The recommended daily intake of magnesium is approximately 420 mg for adult men and 320 mg for adult women. Teenagers and pregnant women have high magnesium needs (360-410 mg) as well. Children require lower dosages.
Do walnuts help us meet our daily needs for magnesium?
Actually, walnuts and most nuts help us meet our daily needs for magnesium. A serving provides up to 18% of the DV.
When should I eat walnuts?
The best time to eat walnuts for weight loss is between meals, as a healthy snack. You can eat walnuts on an empty stomach. Walnuts are low in carbs and sugar. They don’t spike blood sugar levels. On the contrary, walnuts control glycemic response! Moreover, fiber and protein in walnuts promote satiety.
Another great time to eat walnuts is before bed. Walnut consumption is beneficial for a good night’s sleep!
Can we get too much magnesium from walnuts?
Healthy people can’t get too much magnesium from walnuts. In fact, there hasn’t been established a maximum safe dose of magnesium for food. Only for dietary supplements. The kidneys eliminate excess amounts in the urine.
However, patients with impaired renal function or kidney failure can get too much magnesium from magnesium-rich foods, like walnuts. In certain diseases, the kidneys can’t remove excess amounts of magnesium.
Always consult your physician before changing your diet.
Other common foods high in magnesium
Magnesium is naturally found in animal and plant-based foods, as well as certain beverages.
Pumpkin seeds, chia seeds, almonds, and spinach are the richest common foods in magnesium. They provide 19-37% of the DV per serving!
Whole grains also have decent amounts of magnesium. Avoid refined grains, though. The removal of the nutrient-rich germ and bran substantially lowers their magnesium content.
Tap and bottled water can also be a good source of magnesium.
Dietary surveys in the United States consistently show that many people consume less than the recommended daily intake of magnesium. But, following a well-balanced, plant-based diet can provide more than enough magnesium.

----

■ Work instruction 1: Print the passage on walnuts and magnesium word for word, from "Pumpkin seeds, chia" to "than enough magnesium.".
■ Work instruction 2: In the passage on walnuts and magnesium, turn the paragraph beginning "The best time to eat walnuts for weight loss" into a short list that keeps its main facts.

■ Dataset section:
----

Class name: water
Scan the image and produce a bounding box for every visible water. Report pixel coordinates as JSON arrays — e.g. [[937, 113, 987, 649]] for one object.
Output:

----

■ Written solution 1:
Pumpkin seeds, chia seeds, almonds, and spinach are the richest common foods in magnesium. They provide 19-37% of the DV per serving!
Whole grains also have decent amounts of magnesium. Avoid refined grains, though. The removal of the nutrient-rich germ and bran substantially lowers their magnesium content.
Tap and bottled water can also be a good source of magnesium.
Dietary surveys in the United States consistently show that many people consume less than the recommended daily intake of magnesium. But, following a well-balanced, plant-based diet can provide more than enough magnesium.

■ Written solution 2:
- For weight loss, the best time to eat walnuts is between meals, as a healthy snack.
- Walnuts can be eaten on an empty stomach.
- They are low in carbs and sugar and don't spike blood sugar levels. Instead, they control glycemic response.
- Their fiber and protein promote satiety.